From the line that contains "cluster with one point per instance." to the last line of the entries, write each line out exactly; include both ends and nothing else.

Records drawn from a dataset:
━━━━
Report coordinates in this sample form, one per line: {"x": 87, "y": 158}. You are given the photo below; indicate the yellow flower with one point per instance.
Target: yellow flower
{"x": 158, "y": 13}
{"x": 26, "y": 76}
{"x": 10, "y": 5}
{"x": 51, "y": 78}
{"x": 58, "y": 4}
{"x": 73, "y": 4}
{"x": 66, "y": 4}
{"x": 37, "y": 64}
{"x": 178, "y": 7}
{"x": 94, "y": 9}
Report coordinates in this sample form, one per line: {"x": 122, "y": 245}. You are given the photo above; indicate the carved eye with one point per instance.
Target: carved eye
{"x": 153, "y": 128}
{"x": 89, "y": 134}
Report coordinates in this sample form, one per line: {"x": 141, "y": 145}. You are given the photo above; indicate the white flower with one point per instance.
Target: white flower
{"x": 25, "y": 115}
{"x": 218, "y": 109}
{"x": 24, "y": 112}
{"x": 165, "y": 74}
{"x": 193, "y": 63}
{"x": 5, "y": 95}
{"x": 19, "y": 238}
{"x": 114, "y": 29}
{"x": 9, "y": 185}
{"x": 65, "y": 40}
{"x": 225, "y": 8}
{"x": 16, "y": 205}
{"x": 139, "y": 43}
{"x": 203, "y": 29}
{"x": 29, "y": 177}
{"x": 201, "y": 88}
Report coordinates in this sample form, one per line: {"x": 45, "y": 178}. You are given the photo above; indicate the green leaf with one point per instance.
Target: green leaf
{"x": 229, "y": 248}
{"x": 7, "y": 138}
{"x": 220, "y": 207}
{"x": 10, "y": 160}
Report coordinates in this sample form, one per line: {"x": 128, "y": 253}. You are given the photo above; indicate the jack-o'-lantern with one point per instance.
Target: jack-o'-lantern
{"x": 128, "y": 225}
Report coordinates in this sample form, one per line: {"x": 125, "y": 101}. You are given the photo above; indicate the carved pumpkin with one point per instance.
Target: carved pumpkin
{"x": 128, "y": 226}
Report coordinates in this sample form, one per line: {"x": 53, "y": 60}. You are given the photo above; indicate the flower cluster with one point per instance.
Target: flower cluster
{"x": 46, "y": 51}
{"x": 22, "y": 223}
━━━━
● **RESULT BELOW**:
Report coordinates in this sample form, one per line: {"x": 53, "y": 60}. You are given the photo above; indicate the flower cluster with one point per instance.
Target: flower cluster
{"x": 46, "y": 51}
{"x": 22, "y": 223}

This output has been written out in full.